Exercise prompt: Can you reproduce every one of the records below word for word, leaving the pictures out of your answer?

______________________________

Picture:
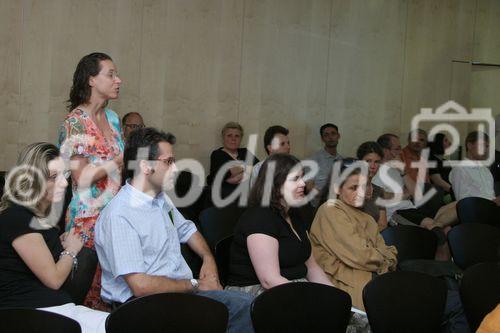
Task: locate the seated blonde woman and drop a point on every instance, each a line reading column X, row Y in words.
column 34, row 260
column 346, row 241
column 271, row 246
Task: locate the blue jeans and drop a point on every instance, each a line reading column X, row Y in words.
column 238, row 305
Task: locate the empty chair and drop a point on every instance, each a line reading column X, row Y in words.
column 405, row 302
column 222, row 258
column 218, row 223
column 301, row 307
column 480, row 292
column 478, row 210
column 473, row 243
column 169, row 312
column 36, row 321
column 411, row 242
column 192, row 259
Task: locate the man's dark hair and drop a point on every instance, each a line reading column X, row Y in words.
column 284, row 164
column 124, row 119
column 270, row 133
column 325, row 126
column 385, row 140
column 367, row 148
column 148, row 137
column 472, row 137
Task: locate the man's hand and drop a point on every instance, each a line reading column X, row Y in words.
column 209, row 268
column 209, row 283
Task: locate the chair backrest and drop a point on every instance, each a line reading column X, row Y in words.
column 478, row 210
column 36, row 321
column 222, row 258
column 405, row 302
column 411, row 242
column 301, row 307
column 184, row 182
column 169, row 312
column 218, row 223
column 473, row 243
column 192, row 259
column 78, row 284
column 480, row 292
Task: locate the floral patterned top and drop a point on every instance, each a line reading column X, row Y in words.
column 79, row 135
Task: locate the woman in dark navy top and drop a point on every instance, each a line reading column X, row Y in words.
column 34, row 260
column 271, row 245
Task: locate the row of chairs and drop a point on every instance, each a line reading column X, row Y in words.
column 395, row 302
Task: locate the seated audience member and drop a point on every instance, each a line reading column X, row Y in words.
column 130, row 122
column 405, row 186
column 139, row 234
column 275, row 141
column 34, row 260
column 411, row 153
column 325, row 158
column 404, row 210
column 371, row 153
column 271, row 246
column 474, row 179
column 439, row 175
column 232, row 133
column 346, row 242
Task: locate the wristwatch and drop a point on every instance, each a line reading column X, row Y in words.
column 195, row 284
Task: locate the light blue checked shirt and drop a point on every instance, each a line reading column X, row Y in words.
column 135, row 234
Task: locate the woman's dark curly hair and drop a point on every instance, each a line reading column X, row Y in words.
column 284, row 163
column 90, row 65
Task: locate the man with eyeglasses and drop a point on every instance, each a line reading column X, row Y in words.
column 138, row 235
column 130, row 122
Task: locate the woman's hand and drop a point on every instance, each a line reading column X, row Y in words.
column 72, row 241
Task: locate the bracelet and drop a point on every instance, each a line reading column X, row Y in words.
column 75, row 260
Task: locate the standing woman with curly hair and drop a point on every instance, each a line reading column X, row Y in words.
column 92, row 141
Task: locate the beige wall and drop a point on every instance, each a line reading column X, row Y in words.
column 191, row 65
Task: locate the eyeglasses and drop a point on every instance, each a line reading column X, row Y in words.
column 111, row 75
column 168, row 161
column 134, row 126
column 65, row 174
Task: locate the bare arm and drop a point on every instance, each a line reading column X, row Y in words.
column 36, row 255
column 142, row 284
column 263, row 251
column 315, row 273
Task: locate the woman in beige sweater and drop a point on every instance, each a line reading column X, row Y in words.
column 346, row 242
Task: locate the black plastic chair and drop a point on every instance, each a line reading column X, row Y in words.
column 36, row 321
column 222, row 258
column 478, row 210
column 405, row 302
column 411, row 242
column 301, row 307
column 169, row 312
column 192, row 259
column 480, row 292
column 218, row 223
column 473, row 243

______________________________

Worked answer:
Picture:
Task: locate the seated blonde woman and drop a point on every instance, each a line reading column X, row Y in words.
column 34, row 260
column 346, row 241
column 271, row 246
Task: locate the blue jeans and drop a point on every instance, each a line reading column X, row Y in words.
column 238, row 305
Task: locate the empty chair and drop a point on every instance, each a line reading column X, row Y in words.
column 405, row 302
column 222, row 258
column 218, row 223
column 301, row 307
column 480, row 292
column 478, row 210
column 473, row 243
column 169, row 312
column 36, row 321
column 411, row 242
column 192, row 259
Task: locate the man's dark hair and drop a point on every instance, each a line reading column X, row Y in words.
column 284, row 164
column 124, row 119
column 270, row 133
column 325, row 126
column 385, row 140
column 367, row 148
column 148, row 137
column 472, row 137
Task: locate the man's hand and drop a point on every instance, each a line reading column X, row Y in words.
column 209, row 268
column 209, row 283
Task: locate the chair backrest and drop a point on every instance, each a line reading column X, row Y in words.
column 478, row 210
column 36, row 321
column 222, row 258
column 405, row 302
column 411, row 242
column 301, row 307
column 184, row 182
column 169, row 312
column 218, row 223
column 473, row 243
column 192, row 259
column 78, row 284
column 480, row 292
Task: locate the floral patterned top and drop a point on every instance, each a line reading column X, row Y in words.
column 79, row 135
Task: locate the woman in dark navy top and drop a point on every instance, each a line reading column X, row Y in words.
column 34, row 260
column 271, row 245
Task: locate the row of chairs and drop a point on every instance, each a line reading column X, row Y in words.
column 395, row 302
Task: locate the seated audience member and drop a point on every instance, each a line reading column X, row Y in words.
column 130, row 122
column 405, row 186
column 139, row 234
column 275, row 141
column 34, row 260
column 411, row 153
column 325, row 158
column 404, row 210
column 371, row 153
column 271, row 246
column 474, row 179
column 439, row 175
column 232, row 133
column 346, row 242
Task: locate the wristwatch and drop a point on every instance, each a line reading column X, row Y in words.
column 195, row 284
Task: locate the light blue checked shirt and drop a point on every instance, each a line reading column X, row Y in words.
column 135, row 234
Task: locate the woman's dark curly hair and drop a point on every instance, each a line reading column X, row Y in words.
column 284, row 163
column 90, row 65
Task: locate the man with eyeglasses and drop a point on every instance, each a line reading column X, row Y in words.
column 138, row 235
column 130, row 122
Task: locate the woman's hand and drop a point on every instance, each a line reading column X, row Y in words.
column 72, row 241
Task: locate the bracelet and drop a point on every instance, each a line reading column X, row Y in words.
column 75, row 260
Task: locate the standing woman with curly hair and drop a point on every instance, each a line reading column X, row Y in words.
column 92, row 141
Task: locate the beige wall and drop a point on every instance, each a line reading column X, row Y in words.
column 191, row 65
Task: locate the eyeglasses and drop a point on every instance, each a line reading column X, row Y in words.
column 111, row 75
column 168, row 161
column 134, row 126
column 65, row 174
Task: locate the bare arm and drop a point on every instance, each a line reading column X, row Y in words.
column 36, row 255
column 142, row 284
column 263, row 251
column 315, row 273
Task: locate the woman in beige sweater and drop a point on every instance, each a line reading column X, row Y in words.
column 346, row 242
Task: locate the black plastic chair and drop a point on every instance, each a line reading column X, row Y in words.
column 36, row 321
column 222, row 258
column 478, row 210
column 405, row 302
column 411, row 242
column 301, row 307
column 169, row 312
column 192, row 259
column 480, row 292
column 218, row 223
column 473, row 243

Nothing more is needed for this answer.